PROBLEM DESCRIPTION: From the line that has "Tag the wide-leg" down to the final line of the listing below, transcribe every line exactly, and only those.

DATASET ENTRIES:

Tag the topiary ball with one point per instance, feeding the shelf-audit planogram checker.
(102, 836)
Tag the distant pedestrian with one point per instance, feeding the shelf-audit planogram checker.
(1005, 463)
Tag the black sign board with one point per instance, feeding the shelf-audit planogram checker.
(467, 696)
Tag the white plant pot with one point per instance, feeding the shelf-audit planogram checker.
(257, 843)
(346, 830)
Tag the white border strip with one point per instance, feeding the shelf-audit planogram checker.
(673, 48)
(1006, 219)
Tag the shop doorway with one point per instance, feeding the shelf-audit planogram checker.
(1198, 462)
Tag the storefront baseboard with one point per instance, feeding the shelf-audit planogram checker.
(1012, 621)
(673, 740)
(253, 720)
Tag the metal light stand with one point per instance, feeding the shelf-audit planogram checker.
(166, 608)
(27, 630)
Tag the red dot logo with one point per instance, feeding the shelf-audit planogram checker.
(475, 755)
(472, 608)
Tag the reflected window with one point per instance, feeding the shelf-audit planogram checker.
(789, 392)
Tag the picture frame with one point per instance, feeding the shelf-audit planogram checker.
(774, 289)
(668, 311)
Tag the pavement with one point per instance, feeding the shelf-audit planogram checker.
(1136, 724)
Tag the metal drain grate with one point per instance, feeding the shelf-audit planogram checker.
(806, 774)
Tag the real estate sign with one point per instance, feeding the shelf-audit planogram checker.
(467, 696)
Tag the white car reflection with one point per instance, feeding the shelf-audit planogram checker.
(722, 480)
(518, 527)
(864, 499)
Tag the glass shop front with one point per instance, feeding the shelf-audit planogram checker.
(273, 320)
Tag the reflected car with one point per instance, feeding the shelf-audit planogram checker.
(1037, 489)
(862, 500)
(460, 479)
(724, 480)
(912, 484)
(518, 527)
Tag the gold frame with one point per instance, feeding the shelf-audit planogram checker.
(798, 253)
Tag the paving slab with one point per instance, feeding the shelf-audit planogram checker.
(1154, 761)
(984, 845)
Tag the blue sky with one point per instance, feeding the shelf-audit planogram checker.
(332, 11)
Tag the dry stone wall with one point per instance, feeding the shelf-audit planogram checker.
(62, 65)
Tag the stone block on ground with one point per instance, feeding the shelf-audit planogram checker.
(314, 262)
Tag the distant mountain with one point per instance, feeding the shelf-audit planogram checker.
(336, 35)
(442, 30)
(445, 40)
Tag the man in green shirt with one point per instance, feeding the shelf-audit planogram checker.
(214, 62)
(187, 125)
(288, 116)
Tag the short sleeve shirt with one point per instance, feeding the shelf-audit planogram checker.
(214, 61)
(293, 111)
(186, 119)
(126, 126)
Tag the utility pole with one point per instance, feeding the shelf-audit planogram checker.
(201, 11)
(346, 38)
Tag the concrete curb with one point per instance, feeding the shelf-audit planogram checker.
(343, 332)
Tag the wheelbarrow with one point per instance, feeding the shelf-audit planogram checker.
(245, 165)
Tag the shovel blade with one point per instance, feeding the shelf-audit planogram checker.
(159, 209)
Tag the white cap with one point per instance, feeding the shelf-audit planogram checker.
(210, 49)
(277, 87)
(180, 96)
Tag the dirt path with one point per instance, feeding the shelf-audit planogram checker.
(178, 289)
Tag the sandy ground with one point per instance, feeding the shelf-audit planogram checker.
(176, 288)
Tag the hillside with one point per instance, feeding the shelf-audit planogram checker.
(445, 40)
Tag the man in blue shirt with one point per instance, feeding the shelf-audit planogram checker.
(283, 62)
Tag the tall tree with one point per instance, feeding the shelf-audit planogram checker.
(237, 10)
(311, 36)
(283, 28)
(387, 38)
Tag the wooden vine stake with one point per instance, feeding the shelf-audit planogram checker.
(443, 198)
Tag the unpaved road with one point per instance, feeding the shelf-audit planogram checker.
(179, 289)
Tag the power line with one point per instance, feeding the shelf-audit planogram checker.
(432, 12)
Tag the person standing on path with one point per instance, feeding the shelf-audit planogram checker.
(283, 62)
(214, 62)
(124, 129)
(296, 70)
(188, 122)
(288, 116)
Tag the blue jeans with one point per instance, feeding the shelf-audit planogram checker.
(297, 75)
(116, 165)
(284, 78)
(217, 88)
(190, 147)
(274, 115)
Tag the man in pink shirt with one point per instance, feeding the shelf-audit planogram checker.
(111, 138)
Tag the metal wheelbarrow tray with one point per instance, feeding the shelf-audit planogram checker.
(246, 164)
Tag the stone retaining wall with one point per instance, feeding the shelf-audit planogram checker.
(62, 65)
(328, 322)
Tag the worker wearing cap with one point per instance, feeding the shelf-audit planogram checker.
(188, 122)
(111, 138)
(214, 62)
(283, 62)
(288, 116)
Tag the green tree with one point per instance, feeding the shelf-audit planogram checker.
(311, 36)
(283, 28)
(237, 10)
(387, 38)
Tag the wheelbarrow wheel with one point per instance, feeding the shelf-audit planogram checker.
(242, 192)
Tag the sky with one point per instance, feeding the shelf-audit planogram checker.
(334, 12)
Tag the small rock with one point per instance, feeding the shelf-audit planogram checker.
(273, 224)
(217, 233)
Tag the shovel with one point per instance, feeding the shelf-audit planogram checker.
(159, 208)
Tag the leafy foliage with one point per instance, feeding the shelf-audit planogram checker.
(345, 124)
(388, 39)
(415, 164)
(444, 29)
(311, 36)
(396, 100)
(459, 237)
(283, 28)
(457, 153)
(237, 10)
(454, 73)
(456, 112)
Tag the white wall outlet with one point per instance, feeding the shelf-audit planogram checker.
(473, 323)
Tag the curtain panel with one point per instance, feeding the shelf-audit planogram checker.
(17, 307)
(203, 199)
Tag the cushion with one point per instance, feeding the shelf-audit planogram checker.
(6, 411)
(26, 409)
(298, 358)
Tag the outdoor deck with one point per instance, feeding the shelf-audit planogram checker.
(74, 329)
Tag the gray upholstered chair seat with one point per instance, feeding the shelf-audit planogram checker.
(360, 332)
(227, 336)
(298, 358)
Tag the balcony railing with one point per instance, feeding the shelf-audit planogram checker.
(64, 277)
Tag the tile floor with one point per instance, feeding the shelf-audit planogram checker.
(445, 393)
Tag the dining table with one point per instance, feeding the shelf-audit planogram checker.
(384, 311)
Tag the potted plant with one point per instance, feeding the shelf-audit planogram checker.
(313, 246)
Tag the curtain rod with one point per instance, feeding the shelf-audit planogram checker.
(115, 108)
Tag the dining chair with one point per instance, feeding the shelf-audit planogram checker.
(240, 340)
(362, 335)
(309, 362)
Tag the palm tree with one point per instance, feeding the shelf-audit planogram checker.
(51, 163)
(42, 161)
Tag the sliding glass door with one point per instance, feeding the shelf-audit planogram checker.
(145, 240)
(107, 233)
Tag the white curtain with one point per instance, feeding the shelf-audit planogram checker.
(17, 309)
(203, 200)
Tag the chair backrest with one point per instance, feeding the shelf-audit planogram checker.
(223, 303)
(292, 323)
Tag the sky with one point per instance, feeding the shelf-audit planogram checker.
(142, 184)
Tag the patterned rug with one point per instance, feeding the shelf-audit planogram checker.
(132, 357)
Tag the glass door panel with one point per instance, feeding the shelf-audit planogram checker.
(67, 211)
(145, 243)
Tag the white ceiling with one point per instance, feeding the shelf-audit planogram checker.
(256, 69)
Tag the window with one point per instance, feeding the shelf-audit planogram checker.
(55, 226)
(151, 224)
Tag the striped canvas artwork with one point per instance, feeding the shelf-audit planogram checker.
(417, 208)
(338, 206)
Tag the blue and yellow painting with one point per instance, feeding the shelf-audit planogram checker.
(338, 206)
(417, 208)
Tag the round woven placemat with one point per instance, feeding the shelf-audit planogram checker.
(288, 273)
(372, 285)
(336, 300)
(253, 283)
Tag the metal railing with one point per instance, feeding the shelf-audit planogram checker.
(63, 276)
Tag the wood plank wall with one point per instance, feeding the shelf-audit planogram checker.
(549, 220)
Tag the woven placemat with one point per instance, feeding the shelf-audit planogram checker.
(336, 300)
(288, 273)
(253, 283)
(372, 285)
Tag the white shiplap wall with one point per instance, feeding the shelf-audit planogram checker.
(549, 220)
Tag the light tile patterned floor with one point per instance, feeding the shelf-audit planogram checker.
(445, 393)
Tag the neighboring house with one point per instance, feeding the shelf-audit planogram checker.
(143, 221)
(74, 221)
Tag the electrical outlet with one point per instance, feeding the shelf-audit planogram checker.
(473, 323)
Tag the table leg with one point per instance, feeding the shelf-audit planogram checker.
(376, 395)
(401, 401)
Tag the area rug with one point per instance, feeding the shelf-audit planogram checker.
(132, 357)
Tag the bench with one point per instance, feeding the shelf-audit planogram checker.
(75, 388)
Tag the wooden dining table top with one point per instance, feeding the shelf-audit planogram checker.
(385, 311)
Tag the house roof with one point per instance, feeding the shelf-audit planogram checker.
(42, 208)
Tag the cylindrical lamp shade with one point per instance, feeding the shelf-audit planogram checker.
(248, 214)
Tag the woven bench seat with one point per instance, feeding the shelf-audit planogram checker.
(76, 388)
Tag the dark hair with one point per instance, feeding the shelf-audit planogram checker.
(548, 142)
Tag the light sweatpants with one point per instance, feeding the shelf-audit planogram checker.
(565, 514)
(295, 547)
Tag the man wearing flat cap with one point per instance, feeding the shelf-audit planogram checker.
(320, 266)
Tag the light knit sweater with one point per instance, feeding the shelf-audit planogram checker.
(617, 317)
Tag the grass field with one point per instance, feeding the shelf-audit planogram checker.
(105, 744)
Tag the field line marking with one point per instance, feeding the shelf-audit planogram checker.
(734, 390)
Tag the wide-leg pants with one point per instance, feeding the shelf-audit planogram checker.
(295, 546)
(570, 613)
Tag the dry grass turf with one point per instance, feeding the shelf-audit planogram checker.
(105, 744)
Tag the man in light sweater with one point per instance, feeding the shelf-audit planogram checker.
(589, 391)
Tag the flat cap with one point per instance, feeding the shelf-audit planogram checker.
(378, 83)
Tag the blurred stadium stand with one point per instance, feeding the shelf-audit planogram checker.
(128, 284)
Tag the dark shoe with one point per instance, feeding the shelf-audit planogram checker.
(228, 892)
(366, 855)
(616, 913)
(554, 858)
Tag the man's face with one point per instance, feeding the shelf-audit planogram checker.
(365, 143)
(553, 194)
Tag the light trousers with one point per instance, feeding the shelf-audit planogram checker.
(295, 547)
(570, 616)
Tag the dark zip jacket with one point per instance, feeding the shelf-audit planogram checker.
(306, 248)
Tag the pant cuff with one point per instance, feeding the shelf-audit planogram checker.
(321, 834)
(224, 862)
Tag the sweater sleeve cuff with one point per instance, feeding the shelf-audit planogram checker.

PROBLEM SOLUTION:
Tag the wide-leg pants with one point per instance, feeding the shelf-audit planogram checker.
(295, 546)
(570, 613)
Tag the dry grass turf with one point per instance, feeding the shelf-audit planogram checker.
(105, 744)
Tag the man in light sweater with one point per instance, feeding the shelf-audit planogram checker.
(589, 391)
Tag the flat cap with one point per instance, feeding the shelf-audit planogram checker.
(378, 83)
Tag the blurred stadium stand with one point per instance, feeding the shelf-audit planogram checker.
(128, 284)
Tag the dark shoe with one point per instance, feeding the shelf-audit planogram checker.
(228, 892)
(366, 855)
(616, 913)
(554, 858)
Tag the man's face with one point per instance, feeding the shelf-audit planogram checker.
(365, 143)
(553, 194)
Tag the light trousers with one point per instance, feeding the shelf-audit planogram checker.
(295, 547)
(570, 616)
Tag the dark zip jacket with one point per instance, feeding the shelf-audit planogram checker.
(306, 248)
Tag the pant cuff with one point per instance, feeding the shelf-audit planogram checker.
(321, 834)
(224, 862)
Tag the sweater sleeve cuff with one point per instance, feeding the shelf-audit planogram checker.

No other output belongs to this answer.